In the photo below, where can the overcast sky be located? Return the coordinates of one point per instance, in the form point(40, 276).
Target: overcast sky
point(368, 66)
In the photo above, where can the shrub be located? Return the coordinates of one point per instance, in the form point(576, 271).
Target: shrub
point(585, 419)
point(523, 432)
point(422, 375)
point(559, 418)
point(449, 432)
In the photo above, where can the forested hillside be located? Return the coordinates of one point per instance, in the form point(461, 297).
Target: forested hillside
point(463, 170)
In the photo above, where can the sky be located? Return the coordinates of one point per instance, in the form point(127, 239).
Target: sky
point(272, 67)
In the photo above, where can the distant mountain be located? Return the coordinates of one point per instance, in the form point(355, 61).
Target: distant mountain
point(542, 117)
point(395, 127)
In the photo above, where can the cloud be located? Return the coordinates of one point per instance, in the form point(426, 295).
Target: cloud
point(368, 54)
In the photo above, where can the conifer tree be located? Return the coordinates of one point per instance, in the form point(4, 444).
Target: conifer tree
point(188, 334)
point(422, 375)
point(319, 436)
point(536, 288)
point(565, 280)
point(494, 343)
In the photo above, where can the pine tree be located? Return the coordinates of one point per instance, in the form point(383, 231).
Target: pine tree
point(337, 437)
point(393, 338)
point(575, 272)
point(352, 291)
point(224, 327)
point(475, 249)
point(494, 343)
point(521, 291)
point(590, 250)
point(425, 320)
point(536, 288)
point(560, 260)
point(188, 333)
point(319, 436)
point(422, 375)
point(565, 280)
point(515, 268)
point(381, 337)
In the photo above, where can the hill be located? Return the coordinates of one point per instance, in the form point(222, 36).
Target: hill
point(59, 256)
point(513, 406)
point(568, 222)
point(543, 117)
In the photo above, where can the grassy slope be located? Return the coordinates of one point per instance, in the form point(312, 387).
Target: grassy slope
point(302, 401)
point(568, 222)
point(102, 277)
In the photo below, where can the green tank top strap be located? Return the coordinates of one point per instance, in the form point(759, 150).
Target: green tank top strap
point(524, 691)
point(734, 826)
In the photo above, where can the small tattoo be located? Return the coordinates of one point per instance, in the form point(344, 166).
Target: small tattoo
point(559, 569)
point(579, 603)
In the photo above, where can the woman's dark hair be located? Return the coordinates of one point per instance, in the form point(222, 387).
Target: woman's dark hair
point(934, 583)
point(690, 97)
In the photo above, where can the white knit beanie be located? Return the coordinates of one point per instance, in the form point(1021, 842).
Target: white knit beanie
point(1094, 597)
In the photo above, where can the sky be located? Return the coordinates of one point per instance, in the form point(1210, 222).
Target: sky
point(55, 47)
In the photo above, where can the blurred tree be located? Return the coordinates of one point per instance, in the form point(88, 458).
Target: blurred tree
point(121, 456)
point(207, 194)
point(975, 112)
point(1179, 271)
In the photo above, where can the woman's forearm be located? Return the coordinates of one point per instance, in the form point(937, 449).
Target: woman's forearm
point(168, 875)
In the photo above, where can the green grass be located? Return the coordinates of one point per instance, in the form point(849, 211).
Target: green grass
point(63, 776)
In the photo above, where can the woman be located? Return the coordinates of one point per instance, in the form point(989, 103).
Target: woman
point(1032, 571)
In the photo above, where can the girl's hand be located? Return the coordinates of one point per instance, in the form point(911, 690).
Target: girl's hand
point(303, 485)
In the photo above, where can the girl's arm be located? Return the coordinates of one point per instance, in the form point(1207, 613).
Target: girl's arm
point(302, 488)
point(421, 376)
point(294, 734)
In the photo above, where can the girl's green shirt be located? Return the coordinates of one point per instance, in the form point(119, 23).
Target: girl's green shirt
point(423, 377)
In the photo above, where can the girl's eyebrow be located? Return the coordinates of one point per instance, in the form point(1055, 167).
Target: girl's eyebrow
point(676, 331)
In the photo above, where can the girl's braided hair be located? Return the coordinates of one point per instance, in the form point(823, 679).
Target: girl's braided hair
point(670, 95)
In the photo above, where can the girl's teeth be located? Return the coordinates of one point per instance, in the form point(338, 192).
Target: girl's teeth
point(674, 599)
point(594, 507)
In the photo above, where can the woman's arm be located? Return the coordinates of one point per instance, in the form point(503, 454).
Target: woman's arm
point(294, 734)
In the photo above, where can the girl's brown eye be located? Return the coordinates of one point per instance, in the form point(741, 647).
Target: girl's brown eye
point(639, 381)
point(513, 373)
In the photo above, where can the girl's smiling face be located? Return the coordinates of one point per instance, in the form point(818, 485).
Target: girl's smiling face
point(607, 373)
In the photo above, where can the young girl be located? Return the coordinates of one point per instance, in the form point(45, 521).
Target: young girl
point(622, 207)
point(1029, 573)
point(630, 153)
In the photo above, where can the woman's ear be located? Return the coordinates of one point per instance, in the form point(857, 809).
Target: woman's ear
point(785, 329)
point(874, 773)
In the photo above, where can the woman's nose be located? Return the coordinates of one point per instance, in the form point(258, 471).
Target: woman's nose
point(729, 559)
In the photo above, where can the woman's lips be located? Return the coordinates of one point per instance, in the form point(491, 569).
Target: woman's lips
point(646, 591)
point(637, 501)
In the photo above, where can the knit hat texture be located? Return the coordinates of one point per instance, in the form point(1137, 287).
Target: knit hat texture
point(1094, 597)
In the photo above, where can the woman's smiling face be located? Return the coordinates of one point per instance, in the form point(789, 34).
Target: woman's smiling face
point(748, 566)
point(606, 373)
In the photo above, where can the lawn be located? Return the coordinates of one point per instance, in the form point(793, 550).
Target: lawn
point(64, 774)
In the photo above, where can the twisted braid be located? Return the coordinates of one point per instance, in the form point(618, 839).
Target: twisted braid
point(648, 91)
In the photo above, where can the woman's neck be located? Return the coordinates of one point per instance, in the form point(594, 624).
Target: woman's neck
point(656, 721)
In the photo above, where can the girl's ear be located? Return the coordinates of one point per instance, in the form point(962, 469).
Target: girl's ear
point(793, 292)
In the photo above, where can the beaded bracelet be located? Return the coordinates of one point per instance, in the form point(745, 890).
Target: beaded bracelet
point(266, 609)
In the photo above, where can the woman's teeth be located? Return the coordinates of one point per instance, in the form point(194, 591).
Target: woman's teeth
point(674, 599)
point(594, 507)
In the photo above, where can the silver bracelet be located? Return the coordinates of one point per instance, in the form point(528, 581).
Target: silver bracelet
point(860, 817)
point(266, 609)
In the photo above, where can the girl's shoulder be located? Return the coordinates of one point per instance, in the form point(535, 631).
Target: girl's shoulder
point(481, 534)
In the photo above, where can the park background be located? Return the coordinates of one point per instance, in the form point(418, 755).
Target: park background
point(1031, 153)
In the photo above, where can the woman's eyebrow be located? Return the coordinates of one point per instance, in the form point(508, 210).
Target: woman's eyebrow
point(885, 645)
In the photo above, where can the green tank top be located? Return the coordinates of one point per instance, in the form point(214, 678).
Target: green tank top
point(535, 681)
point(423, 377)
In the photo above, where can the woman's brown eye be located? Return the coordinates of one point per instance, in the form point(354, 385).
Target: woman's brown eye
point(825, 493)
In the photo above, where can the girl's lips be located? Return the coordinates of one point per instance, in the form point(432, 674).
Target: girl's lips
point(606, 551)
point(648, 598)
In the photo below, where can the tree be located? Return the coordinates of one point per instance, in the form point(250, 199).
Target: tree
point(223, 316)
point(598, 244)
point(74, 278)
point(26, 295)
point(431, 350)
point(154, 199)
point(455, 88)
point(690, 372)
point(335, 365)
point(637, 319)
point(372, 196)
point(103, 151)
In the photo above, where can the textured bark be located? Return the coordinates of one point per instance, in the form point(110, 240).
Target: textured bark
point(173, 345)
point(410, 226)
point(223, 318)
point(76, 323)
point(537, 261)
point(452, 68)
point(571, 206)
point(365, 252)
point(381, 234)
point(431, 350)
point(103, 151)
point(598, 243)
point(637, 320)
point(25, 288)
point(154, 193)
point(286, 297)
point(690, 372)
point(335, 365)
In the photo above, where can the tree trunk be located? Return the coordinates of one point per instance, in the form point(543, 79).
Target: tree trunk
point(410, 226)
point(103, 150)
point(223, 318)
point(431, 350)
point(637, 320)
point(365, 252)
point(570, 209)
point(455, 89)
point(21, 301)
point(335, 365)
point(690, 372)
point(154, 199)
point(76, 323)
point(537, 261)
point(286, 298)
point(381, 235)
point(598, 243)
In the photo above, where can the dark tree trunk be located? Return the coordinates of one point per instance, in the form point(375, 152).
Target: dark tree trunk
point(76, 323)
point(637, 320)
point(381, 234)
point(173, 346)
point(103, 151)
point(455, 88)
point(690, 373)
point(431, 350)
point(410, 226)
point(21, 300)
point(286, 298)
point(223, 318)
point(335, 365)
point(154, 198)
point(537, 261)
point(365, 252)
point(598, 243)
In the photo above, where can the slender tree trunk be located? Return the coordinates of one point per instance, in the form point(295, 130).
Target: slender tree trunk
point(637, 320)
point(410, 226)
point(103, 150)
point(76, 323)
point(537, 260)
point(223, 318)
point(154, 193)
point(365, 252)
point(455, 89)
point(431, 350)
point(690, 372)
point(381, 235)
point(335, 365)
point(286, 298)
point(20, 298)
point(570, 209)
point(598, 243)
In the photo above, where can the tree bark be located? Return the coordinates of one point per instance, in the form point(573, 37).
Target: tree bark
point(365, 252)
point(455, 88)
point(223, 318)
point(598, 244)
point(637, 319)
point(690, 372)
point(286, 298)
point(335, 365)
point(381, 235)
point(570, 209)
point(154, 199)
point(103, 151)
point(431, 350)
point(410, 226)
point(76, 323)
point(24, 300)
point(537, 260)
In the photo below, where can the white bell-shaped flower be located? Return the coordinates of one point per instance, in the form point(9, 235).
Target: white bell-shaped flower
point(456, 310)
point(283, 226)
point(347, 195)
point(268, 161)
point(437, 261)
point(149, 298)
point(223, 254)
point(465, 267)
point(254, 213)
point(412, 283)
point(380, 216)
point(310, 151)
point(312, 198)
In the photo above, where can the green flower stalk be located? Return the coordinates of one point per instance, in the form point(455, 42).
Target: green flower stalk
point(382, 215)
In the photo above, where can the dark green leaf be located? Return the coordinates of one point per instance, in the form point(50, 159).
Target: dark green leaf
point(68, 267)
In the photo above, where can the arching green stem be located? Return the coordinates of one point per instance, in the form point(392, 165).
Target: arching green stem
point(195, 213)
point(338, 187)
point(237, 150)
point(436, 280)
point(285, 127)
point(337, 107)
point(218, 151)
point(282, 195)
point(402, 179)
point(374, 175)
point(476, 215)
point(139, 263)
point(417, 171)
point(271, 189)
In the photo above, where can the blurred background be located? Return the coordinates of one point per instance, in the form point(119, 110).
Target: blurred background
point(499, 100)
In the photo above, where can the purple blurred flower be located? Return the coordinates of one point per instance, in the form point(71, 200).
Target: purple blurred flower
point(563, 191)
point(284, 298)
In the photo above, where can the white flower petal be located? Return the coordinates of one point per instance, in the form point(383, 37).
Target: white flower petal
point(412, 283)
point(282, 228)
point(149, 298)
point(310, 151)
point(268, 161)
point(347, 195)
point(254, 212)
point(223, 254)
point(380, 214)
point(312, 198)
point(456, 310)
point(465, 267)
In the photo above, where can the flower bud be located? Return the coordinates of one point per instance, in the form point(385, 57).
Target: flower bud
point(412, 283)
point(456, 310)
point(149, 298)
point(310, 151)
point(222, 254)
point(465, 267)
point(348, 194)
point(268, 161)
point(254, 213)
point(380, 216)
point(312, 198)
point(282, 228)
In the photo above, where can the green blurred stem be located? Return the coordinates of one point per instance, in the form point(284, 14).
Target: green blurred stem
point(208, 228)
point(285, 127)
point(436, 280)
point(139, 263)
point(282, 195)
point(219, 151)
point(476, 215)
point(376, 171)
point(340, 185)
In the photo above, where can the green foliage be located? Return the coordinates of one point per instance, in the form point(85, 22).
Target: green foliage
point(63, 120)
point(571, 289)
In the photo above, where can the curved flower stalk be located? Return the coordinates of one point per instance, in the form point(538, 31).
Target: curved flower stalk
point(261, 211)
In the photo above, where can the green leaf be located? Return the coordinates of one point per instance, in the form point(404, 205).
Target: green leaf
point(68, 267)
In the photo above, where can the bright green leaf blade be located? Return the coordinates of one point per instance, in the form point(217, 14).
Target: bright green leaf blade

● **REQUIRED TASK**
Rewrite every line of the material from the line containing "In the photo above, where can the green flower" through the line containing "point(340, 185)", and shift each coordinate in the answer points by adding 85 to it. Leave every other number unchanged.

● **EXERCISE RESPONSE**
In the photo above, where can the green flower stalk be located? Return the coordinates of one point per instance, in the form point(455, 42).
Target: green flower stalk
point(467, 300)
In the photo above, where can the dark green leaf be located? Return the coordinates of one point per instance, in the form point(50, 159).
Target: dark green leaf
point(153, 352)
In the photo above, where can the arching green stem be located? Return the coordinates of one point per instance, in the form point(392, 165).
Target: arching green stem
point(280, 298)
point(423, 272)
point(322, 235)
point(521, 365)
point(370, 212)
point(422, 192)
point(303, 236)
point(367, 280)
point(487, 264)
point(459, 260)
point(561, 300)
point(224, 348)
point(502, 256)
point(356, 274)
In the photo above, where can the blurred background be located? Return the coordinates of one point per instance, in the form point(119, 110).
Target: blurred background
point(584, 185)
In the photo above, where can the purple blurred flower be located? Return the coordinates of one point per instance, in the form point(71, 200).
Target: purple blurred flower
point(648, 276)
point(369, 383)
In the photo above, where can the white flower petal be located? Return the coordinates of one point per instance, in the form point(383, 37).
Target: white flower petal
point(497, 368)
point(367, 313)
point(234, 383)
point(395, 236)
point(353, 246)
point(432, 280)
point(339, 297)
point(308, 339)
point(465, 299)
point(397, 283)
point(541, 395)
point(550, 352)
In the photo above, where can the flower bud be located? Return the coordinates of one point per instance, in the form point(385, 57).
Target: flower bud
point(497, 368)
point(541, 395)
point(234, 383)
point(395, 236)
point(307, 339)
point(550, 352)
point(433, 279)
point(353, 246)
point(339, 298)
point(465, 301)
point(397, 283)
point(367, 313)
In the photo above, where can the green blurred stem be located? Return the coordinates of one point per instance, in the form point(284, 14).
Target: green blurred stem
point(293, 313)
point(370, 212)
point(521, 365)
point(224, 348)
point(367, 280)
point(304, 236)
point(561, 300)
point(461, 256)
point(425, 270)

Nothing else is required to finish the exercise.